## start EXTRACTED ENTRIES

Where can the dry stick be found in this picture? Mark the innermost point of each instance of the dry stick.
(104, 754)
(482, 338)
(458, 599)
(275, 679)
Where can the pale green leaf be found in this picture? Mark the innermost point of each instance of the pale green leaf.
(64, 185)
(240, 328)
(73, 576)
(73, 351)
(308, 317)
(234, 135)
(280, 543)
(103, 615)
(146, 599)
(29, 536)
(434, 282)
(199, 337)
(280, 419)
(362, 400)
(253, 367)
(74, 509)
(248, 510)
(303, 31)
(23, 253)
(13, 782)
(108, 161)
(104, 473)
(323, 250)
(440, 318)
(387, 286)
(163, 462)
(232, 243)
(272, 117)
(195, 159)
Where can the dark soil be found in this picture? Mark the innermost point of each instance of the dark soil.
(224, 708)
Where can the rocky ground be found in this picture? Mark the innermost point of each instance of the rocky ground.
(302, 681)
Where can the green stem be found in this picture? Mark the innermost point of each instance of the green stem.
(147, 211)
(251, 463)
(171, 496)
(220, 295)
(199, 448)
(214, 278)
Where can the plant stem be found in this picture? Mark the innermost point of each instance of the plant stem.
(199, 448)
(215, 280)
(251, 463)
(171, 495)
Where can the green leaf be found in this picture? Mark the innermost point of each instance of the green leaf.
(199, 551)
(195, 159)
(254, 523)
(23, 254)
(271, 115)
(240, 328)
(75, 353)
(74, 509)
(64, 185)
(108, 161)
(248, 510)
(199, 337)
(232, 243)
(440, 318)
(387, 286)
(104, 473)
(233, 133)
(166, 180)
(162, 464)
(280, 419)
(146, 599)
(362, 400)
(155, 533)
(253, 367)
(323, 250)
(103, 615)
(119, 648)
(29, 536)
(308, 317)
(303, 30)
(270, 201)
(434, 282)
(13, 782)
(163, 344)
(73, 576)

## end EXTRACTED ENTRIES

INSTRUCTION —
Starting at the line that contains "Where can the dark" and ending at the last line of the records, write out every line again, requests included. Multiply each point coordinate in the answers by 0.2 and round it to a whole number, with halves rounded up.

CORRECT ANSWER —
Where can the dark soil be found in this picture? Mark the innermost point of each instance of the dark soil.
(45, 142)
Where can the rocky ground be found in this picture? Mark the innermost point of each instance of the rocky ground.
(60, 136)
Where can the green stem be found in this picture? Mark the innermost point of each instance of the green stem.
(29, 42)
(50, 93)
(34, 99)
(44, 59)
(40, 90)
(43, 56)
Where can the plant stem be found in this picture? Mark the innermost point of each instance of the plant stem.
(40, 90)
(43, 56)
(50, 93)
(34, 99)
Where can the green leaf be found in this picture? Mark the innermost point of each instance of the green leaf.
(40, 110)
(39, 32)
(51, 105)
(5, 51)
(54, 23)
(48, 66)
(15, 71)
(15, 102)
(13, 37)
(22, 32)
(50, 102)
(40, 67)
(46, 49)
(88, 64)
(77, 57)
(21, 95)
(47, 27)
(33, 36)
(32, 93)
(56, 84)
(29, 120)
(72, 80)
(31, 107)
(51, 73)
(65, 50)
(21, 123)
(24, 130)
(6, 107)
(62, 63)
(61, 6)
(54, 40)
(87, 56)
(3, 156)
(33, 69)
(15, 115)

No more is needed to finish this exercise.